■ Your goal: Rewrite every line from the one that contains "the hot air" through the end of the records, adding 8 to each coordinate value in the answers. Keep all other lines in that span unchanged.

■ Stored rows:
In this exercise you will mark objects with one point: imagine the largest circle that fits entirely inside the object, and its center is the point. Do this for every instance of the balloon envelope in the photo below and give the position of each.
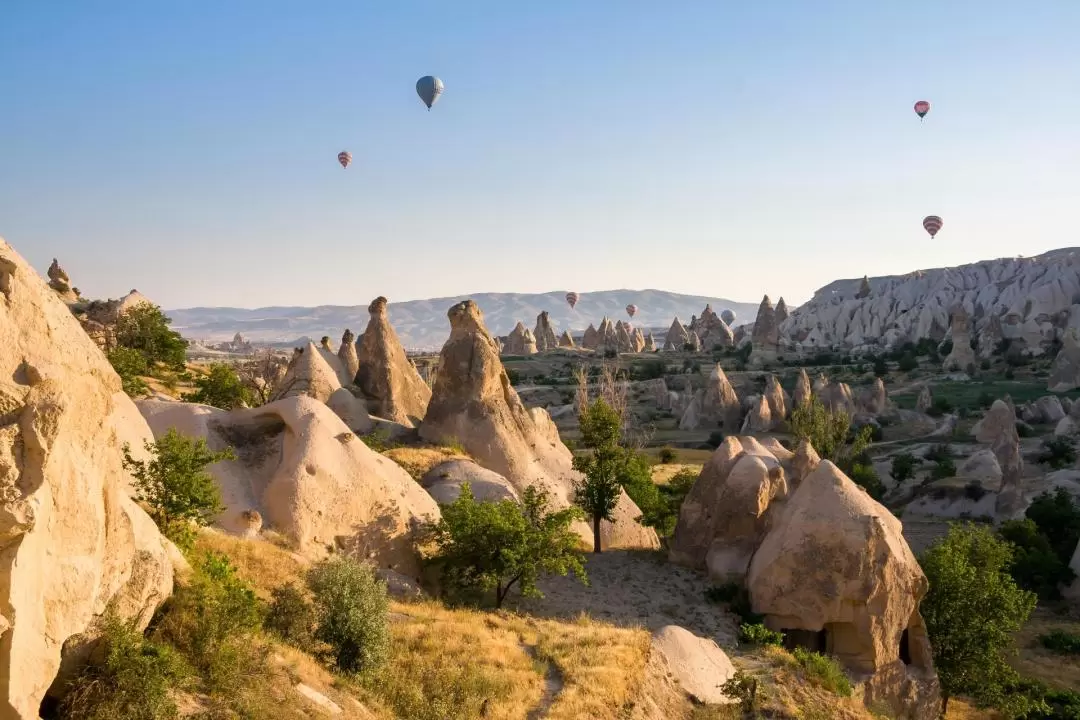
(429, 87)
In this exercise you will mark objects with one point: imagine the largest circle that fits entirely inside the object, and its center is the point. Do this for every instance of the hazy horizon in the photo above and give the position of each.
(189, 151)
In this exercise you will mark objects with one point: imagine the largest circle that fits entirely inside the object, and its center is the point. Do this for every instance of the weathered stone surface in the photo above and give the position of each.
(72, 540)
(475, 405)
(393, 388)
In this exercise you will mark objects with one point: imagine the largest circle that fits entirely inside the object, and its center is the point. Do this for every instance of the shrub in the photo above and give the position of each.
(824, 670)
(130, 364)
(351, 608)
(175, 485)
(133, 679)
(1058, 452)
(759, 635)
(903, 466)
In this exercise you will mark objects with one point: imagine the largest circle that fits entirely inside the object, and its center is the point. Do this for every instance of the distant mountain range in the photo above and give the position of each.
(422, 324)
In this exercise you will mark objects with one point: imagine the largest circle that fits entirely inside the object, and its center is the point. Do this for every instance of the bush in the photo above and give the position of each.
(1062, 642)
(824, 671)
(133, 680)
(759, 635)
(351, 608)
(130, 365)
(903, 466)
(221, 389)
(1058, 452)
(175, 485)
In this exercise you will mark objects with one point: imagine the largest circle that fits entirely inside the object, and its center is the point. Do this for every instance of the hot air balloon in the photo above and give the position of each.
(429, 87)
(932, 223)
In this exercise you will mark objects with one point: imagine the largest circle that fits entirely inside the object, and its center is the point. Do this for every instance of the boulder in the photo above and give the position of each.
(444, 483)
(73, 542)
(393, 388)
(309, 477)
(475, 405)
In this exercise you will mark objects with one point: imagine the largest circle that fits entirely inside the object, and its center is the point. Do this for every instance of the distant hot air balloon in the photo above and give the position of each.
(429, 87)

■ Full response:
In this exercise you will mark objects with one point: imagine the largest circle that fits entirely inside the object, and its center is the point. Do this for every instance of the hot air balloon in the photo above and give the position of each.
(437, 95)
(940, 231)
In this exercise you will mark objects with one point: imagine the largest circle that fits entirely inside the object, and its center is the point. Do this for every instance of the boulder in the photo above and give the position of each.
(452, 491)
(81, 550)
(401, 396)
(317, 485)
(483, 413)
In this exercise you will mark objects with one point: imagine the largest circle that fits entirely inside the object, and its center is the point. Do this for every instance of the distant hot air balloon in the photo above and give the position of each.
(437, 95)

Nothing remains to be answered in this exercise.